Wednesday, February 25, 2009

After a week of mild temperatures and sunny skies, dismal rain and insane wind has returned to Glasgow. Maybe not as dismal as in weeks past, but in comparison to the how nice it's been recently, the damp just sucks. And that is my most eloquent assessment of the situation.

I've got about four weeks to go until my Big March Trip '09. On the surface, it's a week in Belgium and then two weeks back Stateside. In reality, it's a very long initial day of travel (Glasgow to Paris, connecting in Amsterdam, and then a seven hour layover in Paris, before a train trip to Mons), followed by a train trip back to Paris the following week, a Paris-Dulles flight, then my two weeks back home, and then a ridiculous trip back to Scotland, that sees me going Dulles-Paris, Paris-Amsterdam, Amsterdam-Glasgow. It is a ridiculous, ridiculous string of connections, but this is what happens when I booked the whole trip under one big multi-city ticket for cheap with the fine folks at Orbitz.
·····
= PROBLEMS TO WORK ON =
1. From the blog post, reproduce word for word the part that opens with "After a week" and closes with "of the situation.".
2. In the blog post, how long is the layover in Paris on the first day of travel?
3. Carry the blog post about Glasgow weather and the March trip forward from its last sentence.

= DATASET EXCERPT =
·····
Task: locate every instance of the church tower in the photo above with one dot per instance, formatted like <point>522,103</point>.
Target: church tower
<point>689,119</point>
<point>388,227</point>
·····
= WRITTEN ANSWERS =
1.
After a week of mild temperatures and sunny skies, dismal rain and insane wind has returned to Glasgow. Maybe not as dismal as in weeks past, but in comparison to the how nice it's been recently, the damp just sucks. And that is my most eloquent assessment of the situation.

2. Seven hours.

3.
The trip is especially on my mind today because of this morning's plane crash in Amsterdam. Just last night, in a burst of airplane geekery (which I have relatively often) I was jotting down on my itinerary the models of planes I'm flying for each leg of the journey, and got (again, geekily) excited that my AMS-CDG flight is on a B737-800, which I don't get to fly on frequently. I normally end up on the older model 737s without the pretty little winglets. But anyway, the Turkish Airlines flight was indeed a 737-800. I realize there is zero correlation between the tragic Turkish flight today and my flight next month. Hundreds upon thousands of 737s of all generations must go in and out of Schiphol everyday. And safely. But still. Flight itself isn't logical. Why should I be? I feel it's okay for me to be momentarily irrational in situations like these.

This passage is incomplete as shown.